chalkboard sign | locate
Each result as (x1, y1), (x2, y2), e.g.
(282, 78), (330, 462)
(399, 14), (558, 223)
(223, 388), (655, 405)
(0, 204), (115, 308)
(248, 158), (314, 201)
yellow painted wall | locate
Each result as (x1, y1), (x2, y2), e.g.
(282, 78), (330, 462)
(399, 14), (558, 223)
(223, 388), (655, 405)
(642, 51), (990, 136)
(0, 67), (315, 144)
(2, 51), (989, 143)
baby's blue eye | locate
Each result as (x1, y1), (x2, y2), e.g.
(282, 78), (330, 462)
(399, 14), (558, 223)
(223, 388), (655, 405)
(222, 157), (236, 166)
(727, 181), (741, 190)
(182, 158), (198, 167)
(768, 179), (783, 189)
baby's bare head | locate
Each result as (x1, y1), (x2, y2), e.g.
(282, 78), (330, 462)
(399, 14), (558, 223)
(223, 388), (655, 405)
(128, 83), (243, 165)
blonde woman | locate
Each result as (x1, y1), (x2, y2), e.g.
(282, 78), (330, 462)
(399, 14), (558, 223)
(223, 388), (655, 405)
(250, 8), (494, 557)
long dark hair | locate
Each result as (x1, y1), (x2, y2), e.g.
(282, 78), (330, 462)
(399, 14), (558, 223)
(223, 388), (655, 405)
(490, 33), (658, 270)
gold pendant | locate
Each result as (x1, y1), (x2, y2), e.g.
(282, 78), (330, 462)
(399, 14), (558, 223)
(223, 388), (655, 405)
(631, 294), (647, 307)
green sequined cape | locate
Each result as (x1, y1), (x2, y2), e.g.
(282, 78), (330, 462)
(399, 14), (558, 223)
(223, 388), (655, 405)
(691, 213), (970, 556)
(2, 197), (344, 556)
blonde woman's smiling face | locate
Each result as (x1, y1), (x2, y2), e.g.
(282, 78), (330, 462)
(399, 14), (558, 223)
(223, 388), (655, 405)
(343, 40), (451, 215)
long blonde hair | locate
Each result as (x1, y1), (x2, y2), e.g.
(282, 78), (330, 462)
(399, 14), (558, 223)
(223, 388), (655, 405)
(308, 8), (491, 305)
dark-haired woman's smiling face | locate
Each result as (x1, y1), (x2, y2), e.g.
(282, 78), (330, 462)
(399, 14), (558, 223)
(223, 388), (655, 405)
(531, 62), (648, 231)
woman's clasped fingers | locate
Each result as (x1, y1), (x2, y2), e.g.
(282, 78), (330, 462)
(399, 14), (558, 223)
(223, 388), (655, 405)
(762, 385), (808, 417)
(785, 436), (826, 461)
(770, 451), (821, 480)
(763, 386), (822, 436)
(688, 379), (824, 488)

++++++++++++++++++++

== To do ==
Retype each record above so that every word stays exactly the same.

== Response ==
chalkboard sign | locate
Each result as (x1, y1), (x2, y2), e.g.
(282, 78), (330, 462)
(399, 14), (558, 223)
(223, 388), (655, 405)
(0, 204), (115, 308)
(248, 158), (314, 201)
yellow painted wall | locate
Each result as (x1, y1), (x2, y2), e.g.
(282, 78), (330, 462)
(399, 14), (558, 223)
(223, 388), (655, 405)
(642, 51), (990, 136)
(0, 67), (315, 144)
(2, 51), (989, 143)
baby's blue eye | locate
Each result as (x1, y1), (x2, y2), e.g.
(282, 78), (330, 462)
(399, 14), (558, 223)
(223, 388), (655, 405)
(222, 157), (236, 166)
(727, 181), (741, 190)
(182, 158), (198, 167)
(768, 179), (783, 189)
baby's bare head | locate
Each result as (x1, y1), (x2, y2), e.g.
(282, 78), (330, 462)
(399, 14), (558, 223)
(223, 388), (655, 405)
(128, 83), (243, 165)
blonde woman | locate
Each result as (x1, y1), (x2, y2), e.g.
(282, 78), (330, 462)
(399, 14), (558, 223)
(223, 388), (655, 405)
(250, 8), (494, 557)
long dark hair | locate
Each result as (x1, y1), (x2, y2), e.g.
(282, 78), (330, 462)
(399, 14), (558, 223)
(223, 388), (655, 405)
(490, 33), (658, 270)
gold pendant | locate
Each result as (x1, y1), (x2, y2), e.g.
(282, 78), (330, 462)
(399, 14), (558, 223)
(223, 388), (655, 405)
(631, 294), (647, 307)
green sequined cape | locate
Each result as (x1, y1), (x2, y2), e.g.
(282, 78), (330, 462)
(399, 14), (558, 223)
(223, 388), (655, 405)
(691, 213), (970, 556)
(2, 197), (344, 556)
blonde woman's smiling face | locate
Each result as (x1, y1), (x2, y2), e.g.
(282, 78), (330, 462)
(399, 14), (558, 223)
(223, 388), (655, 405)
(343, 40), (451, 215)
long blonde hair | locate
Each result as (x1, y1), (x2, y2), e.g.
(282, 78), (330, 462)
(399, 14), (558, 223)
(223, 388), (655, 405)
(308, 8), (491, 305)
dark-haired woman's smiling face | locate
Each result as (x1, y1), (x2, y2), e.g.
(282, 78), (330, 462)
(399, 14), (558, 223)
(223, 388), (655, 405)
(531, 62), (648, 231)
woman's clasped fingers | locate
Each result as (x1, y1), (x2, y2), e.g.
(282, 78), (330, 462)
(399, 14), (558, 223)
(223, 388), (655, 405)
(762, 385), (808, 417)
(785, 436), (826, 461)
(770, 451), (821, 480)
(763, 386), (822, 436)
(688, 379), (824, 488)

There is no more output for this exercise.